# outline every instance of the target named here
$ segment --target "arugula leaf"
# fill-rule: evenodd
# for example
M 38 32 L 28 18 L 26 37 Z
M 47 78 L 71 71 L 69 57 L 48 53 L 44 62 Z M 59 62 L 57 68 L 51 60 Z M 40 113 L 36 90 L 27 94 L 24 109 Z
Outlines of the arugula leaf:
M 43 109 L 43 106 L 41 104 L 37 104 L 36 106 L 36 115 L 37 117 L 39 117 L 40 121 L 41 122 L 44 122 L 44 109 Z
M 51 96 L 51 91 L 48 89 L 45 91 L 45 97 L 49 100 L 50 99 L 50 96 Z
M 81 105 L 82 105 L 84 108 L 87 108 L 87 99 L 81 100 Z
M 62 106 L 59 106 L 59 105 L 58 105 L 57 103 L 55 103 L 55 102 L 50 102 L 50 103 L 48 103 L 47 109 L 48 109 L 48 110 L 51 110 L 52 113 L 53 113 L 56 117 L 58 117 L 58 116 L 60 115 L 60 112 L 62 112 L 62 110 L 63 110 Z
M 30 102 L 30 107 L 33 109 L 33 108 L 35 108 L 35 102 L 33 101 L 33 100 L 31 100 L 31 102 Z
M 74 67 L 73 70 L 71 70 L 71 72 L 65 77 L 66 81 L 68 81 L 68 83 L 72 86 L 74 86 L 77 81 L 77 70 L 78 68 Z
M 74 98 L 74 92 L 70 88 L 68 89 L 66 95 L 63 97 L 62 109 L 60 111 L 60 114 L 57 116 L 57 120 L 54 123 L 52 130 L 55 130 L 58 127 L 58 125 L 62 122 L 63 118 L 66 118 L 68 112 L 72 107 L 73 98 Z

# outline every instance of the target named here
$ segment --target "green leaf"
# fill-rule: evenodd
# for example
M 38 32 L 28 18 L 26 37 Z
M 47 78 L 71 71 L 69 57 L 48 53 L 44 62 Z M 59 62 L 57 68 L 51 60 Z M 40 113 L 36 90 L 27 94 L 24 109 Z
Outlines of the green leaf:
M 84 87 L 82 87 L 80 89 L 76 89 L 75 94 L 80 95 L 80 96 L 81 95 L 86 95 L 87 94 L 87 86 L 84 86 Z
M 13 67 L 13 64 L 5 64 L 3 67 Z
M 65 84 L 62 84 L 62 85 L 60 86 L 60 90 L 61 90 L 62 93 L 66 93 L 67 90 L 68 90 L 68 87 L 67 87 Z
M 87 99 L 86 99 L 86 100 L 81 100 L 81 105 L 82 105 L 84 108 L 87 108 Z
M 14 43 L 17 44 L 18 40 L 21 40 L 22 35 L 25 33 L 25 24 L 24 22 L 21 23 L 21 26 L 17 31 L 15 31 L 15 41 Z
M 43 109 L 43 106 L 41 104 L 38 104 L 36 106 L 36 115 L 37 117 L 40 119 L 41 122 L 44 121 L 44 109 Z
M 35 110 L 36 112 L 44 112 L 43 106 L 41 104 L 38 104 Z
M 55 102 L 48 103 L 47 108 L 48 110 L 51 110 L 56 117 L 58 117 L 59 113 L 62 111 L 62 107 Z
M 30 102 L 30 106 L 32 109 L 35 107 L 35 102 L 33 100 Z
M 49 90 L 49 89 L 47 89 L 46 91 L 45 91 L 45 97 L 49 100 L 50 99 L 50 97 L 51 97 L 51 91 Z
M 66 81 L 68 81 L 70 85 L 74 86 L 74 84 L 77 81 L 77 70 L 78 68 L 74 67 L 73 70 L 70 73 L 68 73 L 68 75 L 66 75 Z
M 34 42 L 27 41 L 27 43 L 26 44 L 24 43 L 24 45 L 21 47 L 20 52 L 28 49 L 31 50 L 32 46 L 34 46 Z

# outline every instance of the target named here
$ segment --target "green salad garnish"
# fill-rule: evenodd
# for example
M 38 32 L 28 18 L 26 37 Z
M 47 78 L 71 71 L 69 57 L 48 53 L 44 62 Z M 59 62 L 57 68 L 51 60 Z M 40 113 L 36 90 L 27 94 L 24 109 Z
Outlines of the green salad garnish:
□ □ □ □ □
# Description of the task:
Transcribe the entire listing above exactly.

# Result:
# outline every instance of the target named here
$ segment --target "arugula leaf"
# fill-rule: evenodd
# for example
M 38 32 L 28 18 L 26 37 Z
M 47 78 L 71 71 L 69 57 L 48 53 L 44 62 Z M 59 62 L 57 68 L 51 60 Z M 40 113 L 36 90 L 27 94 L 24 109 Z
Outlines of the arugula leaf:
M 43 109 L 43 106 L 41 104 L 37 104 L 36 106 L 36 115 L 37 117 L 39 117 L 40 121 L 41 122 L 44 122 L 44 109 Z
M 51 96 L 51 91 L 48 89 L 45 91 L 45 97 L 49 100 L 50 99 L 50 96 Z
M 81 105 L 82 105 L 84 108 L 87 108 L 87 99 L 81 100 Z
M 62 106 L 59 106 L 59 105 L 58 105 L 57 103 L 55 103 L 55 102 L 50 102 L 50 103 L 48 103 L 47 109 L 48 109 L 48 110 L 51 110 L 52 113 L 53 113 L 56 117 L 58 117 L 58 116 L 60 115 L 60 112 L 62 112 L 62 110 L 63 110 Z
M 30 102 L 30 107 L 33 109 L 33 108 L 35 108 L 35 102 L 33 101 L 33 100 L 31 100 L 31 102 Z
M 74 67 L 73 70 L 71 70 L 71 72 L 65 77 L 66 81 L 68 81 L 68 83 L 72 86 L 74 86 L 77 81 L 77 70 L 78 68 Z
M 74 98 L 74 92 L 70 88 L 68 89 L 66 95 L 63 97 L 62 109 L 60 111 L 60 114 L 57 116 L 57 120 L 54 123 L 52 130 L 55 130 L 58 127 L 58 125 L 62 122 L 63 118 L 66 118 L 68 112 L 72 107 L 73 98 Z

# outline every instance of the target named here
$ segment --target "green leaf"
# fill-rule: evenodd
# for example
M 38 32 L 28 18 L 26 37 Z
M 47 78 L 71 71 L 69 57 L 48 53 L 44 62 Z M 59 62 L 57 68 L 51 60 Z M 40 113 L 36 90 L 27 94 L 24 109 Z
Outlines of the green leaf:
M 84 87 L 82 87 L 80 89 L 76 89 L 75 94 L 80 95 L 80 96 L 81 95 L 86 95 L 87 94 L 87 86 L 84 86 Z
M 13 67 L 13 64 L 5 64 L 3 67 Z
M 65 84 L 62 84 L 62 85 L 60 86 L 60 90 L 61 90 L 62 93 L 66 93 L 67 90 L 68 90 L 68 87 L 67 87 Z
M 87 99 L 86 99 L 86 100 L 81 100 L 81 105 L 82 105 L 84 108 L 87 108 Z
M 14 43 L 17 44 L 18 40 L 21 40 L 22 35 L 25 33 L 25 24 L 24 22 L 21 23 L 21 26 L 17 31 L 15 31 L 15 41 Z
M 43 109 L 43 106 L 41 104 L 38 104 L 36 106 L 36 115 L 37 117 L 40 119 L 41 122 L 44 121 L 44 109 Z
M 35 110 L 36 112 L 44 112 L 43 106 L 41 104 L 38 104 Z
M 55 102 L 48 103 L 47 108 L 48 110 L 51 110 L 56 117 L 58 117 L 59 113 L 62 111 L 62 107 Z
M 30 102 L 30 106 L 32 109 L 35 107 L 35 102 L 33 100 Z
M 49 90 L 49 89 L 47 89 L 46 91 L 45 91 L 45 97 L 49 100 L 50 99 L 50 97 L 51 97 L 51 91 Z
M 66 81 L 68 81 L 70 85 L 74 86 L 74 84 L 77 81 L 77 70 L 78 68 L 74 67 L 73 70 L 70 73 L 68 73 L 68 75 L 66 75 Z
M 34 42 L 27 41 L 27 43 L 26 44 L 24 43 L 24 45 L 21 47 L 20 52 L 28 49 L 31 50 L 32 46 L 34 46 Z

# outline every instance of the target named here
$ segment --target "green salad garnish"
# fill-rule: evenodd
# for example
M 38 32 L 28 18 L 26 37 Z
M 47 78 L 71 71 L 69 57 L 48 53 L 44 62 Z M 59 62 L 57 68 L 51 60 Z M 40 113 L 36 90 L 27 94 L 24 109 Z
Outlines of the green salad garnish:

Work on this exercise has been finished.